- TEXTAUSZUG -
Vereinigte Staaten von Europa - yes we can

Samstag, 19. November 2011

 

Als die deutsche Ministerin Ursula von der Leyen im Sommer dieses Jahres im SPIEGEL wissen ließ, ihr Ziel seien die „Vereinigten Staaten von Europa - nach dem Muster der föderalen Staaten Schweiz, Deutschland oder USA", ging ein Kopfschütteln durch die Medien ob der scheinbaren Weltfremdheit dieser Meinungsäußerung. Tatsächlich ist Kopfschütteln angebracht ob der Geschichtsvergessenheit weiter Teile der öffentlichen Meinung in Deutschland - und vielleicht auch ob einer Ministerin, die zumindest den Eindruck erweckt, es sei ihr jetzt eine neue Idee gekommen.

Immerhin scheint es so, als wäre angesichts der Eskalation in der Griechenlandkrise die Bundesregierung inzwischen aufgewacht und bereit, offensiver und unmissverständlicher als bisher für eine Politische Union in Europa einzutreten. Dennoch überwiegt auch bei den Befürwortern einer solchen Union die wolkige Rede von „mehr Europa". Hingegen herrscht bei denen, die auch das ablehnen, der fröhliche Optimismus vor, dass doch nach einem halben Jahrhundert Frieden und guter Nachbarschaft in Europa auch ein „weniger an Europa" keine ernsthaften Risiken für Frieden, Freiheit und Wohlstand nach sich ziehen würden.
Welch eine Einfalt. Die gleiche Einfalt, die vor 100 Jahren, im Jahr 1911, wohl den allermeisten Deutschen nach 40 Jahren Frieden die Katastrophe des 1914 Jahre ausbrechenden Ersten Weltkriegs als gänzlich unvorstellbar erscheinen ließ. Oder die kaum einen Beobachter vor 20 Jahren hätte glauben lassen, dass Jugoslawien in einem blutigen Bürgerkrieg auseinanderbrechen würde. Und wie viel Glück gehörte dazu, dass der Zerfall der DDR (wer konnte ihn sich 1988 wirklich vorstellen?) nicht in einem Blutbad endete? Es kann schnell gehen in der Politik, besonders was die Desaster betrifft.
Es gibt in der Öffentlichkeit eine neue antieuropäische Biederlichkeit, die jeden Sinn dafür verloren hat, wie wenig selbstverständlich deren Voraussetzungen, die Gemütlichkeit eines Leben in Frieden, Freiheit und Wohlstand, letztlich sind. Nach 1945 wussten es viele besser. Es war bekanntlich Winston Churchill, der 1946 forderte: „Wir müssen so etwas wie die Vereinigten Staaten von Europa schaffen." Das waren keine leeren Worte. Es war das Gründungsmotiv des Europarates. Als dieser nicht zu eben diesen Vereinigten Staaten von Europa wurde, begann der europäische Integrationsprozess, der zur heutigen EU geführt hat - und zwar mit der Montanunion, die die damals kriegswichtigen Industrien der nationalen Souveränität entzog. Seit über 60 Jahren basiert die europäische Integration auf der Überzeugung, dass die Zeiten der souveränen Nationalstaaten in Europa vorbei sind und dass an deren Stelle eine supranationale politische Ordnung treten muss.

- EXTRAHIERTE DATEN -
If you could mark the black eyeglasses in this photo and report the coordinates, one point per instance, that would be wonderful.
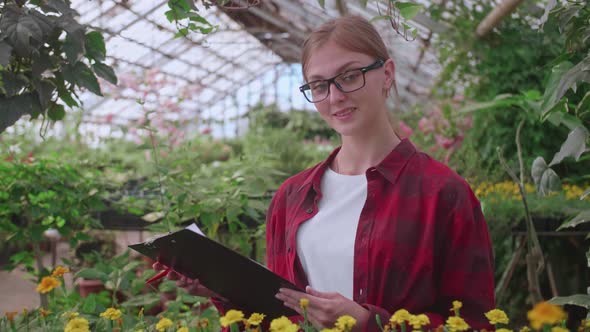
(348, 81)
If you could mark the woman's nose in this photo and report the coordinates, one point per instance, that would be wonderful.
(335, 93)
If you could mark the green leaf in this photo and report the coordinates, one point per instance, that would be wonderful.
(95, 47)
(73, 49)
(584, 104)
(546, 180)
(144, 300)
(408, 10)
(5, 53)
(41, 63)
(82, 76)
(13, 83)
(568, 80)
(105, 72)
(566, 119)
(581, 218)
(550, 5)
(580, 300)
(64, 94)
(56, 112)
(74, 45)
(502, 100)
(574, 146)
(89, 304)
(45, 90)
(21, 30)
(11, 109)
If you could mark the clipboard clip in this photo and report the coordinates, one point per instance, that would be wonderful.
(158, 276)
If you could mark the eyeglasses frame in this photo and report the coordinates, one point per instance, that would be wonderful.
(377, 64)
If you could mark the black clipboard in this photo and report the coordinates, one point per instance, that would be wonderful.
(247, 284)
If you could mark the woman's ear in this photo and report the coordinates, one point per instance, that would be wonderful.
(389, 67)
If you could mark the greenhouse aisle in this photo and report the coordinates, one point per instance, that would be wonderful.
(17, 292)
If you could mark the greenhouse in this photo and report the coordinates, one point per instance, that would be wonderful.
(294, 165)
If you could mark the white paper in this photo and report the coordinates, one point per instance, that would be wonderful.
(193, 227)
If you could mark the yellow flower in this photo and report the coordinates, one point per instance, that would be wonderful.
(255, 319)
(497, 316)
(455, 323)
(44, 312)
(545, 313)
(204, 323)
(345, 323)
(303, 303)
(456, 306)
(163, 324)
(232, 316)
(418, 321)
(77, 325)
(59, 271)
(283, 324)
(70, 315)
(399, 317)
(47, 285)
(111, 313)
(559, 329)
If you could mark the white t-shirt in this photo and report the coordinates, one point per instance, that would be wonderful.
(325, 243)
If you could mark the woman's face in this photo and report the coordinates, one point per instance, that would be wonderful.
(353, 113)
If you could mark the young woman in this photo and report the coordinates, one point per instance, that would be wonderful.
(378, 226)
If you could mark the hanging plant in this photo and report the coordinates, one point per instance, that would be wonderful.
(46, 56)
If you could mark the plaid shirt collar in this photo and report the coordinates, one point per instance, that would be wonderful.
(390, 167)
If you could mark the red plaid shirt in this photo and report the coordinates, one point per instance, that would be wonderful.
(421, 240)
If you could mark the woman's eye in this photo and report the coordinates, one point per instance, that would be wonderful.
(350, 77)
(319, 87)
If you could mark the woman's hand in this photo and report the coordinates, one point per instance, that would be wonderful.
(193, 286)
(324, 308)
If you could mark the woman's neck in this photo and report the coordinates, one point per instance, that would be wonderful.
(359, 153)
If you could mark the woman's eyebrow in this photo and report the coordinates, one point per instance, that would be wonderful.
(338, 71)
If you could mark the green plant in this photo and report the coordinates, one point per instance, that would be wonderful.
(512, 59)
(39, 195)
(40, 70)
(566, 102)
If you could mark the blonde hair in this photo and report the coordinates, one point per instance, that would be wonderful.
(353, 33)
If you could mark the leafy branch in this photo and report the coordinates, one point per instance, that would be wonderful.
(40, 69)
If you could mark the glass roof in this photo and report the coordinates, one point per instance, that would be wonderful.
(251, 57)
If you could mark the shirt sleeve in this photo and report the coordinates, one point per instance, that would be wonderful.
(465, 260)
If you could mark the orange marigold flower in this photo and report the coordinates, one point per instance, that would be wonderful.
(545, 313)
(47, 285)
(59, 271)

- DEINE AUFGABEN -
• a. Welche föderalen Staaten nennt der Textauszug im Zitat von Ursula von der Leyen als Muster für die Vereinigten Staaten von Europa? Zähle alle auf.
• b. Gib bitte den Abschnitt des Textauszugs wortgetreu wieder, von „Vereinigte Staaten von“ bis einschließlich „neue Idee gekommen.“.

- LÖSUNGEN IM EINZELNEN -
• a. Schweiz, Deutschland, USA

• b.
Vereinigte Staaten von Europa - yes we can

Samstag, 19. November 2011

 

Als die deutsche Ministerin Ursula von der Leyen im Sommer dieses Jahres im SPIEGEL wissen ließ, ihr Ziel seien die „Vereinigten Staaten von Europa - nach dem Muster der föderalen Staaten Schweiz, Deutschland oder USA", ging ein Kopfschütteln durch die Medien ob der scheinbaren Weltfremdheit dieser Meinungsäußerung. Tatsächlich ist Kopfschütteln angebracht ob der Geschichtsvergessenheit weiter Teile der öffentlichen Meinung in Deutschland - und vielleicht auch ob einer Ministerin, die zumindest den Eindruck erweckt, es sei ihr jetzt eine neue Idee gekommen.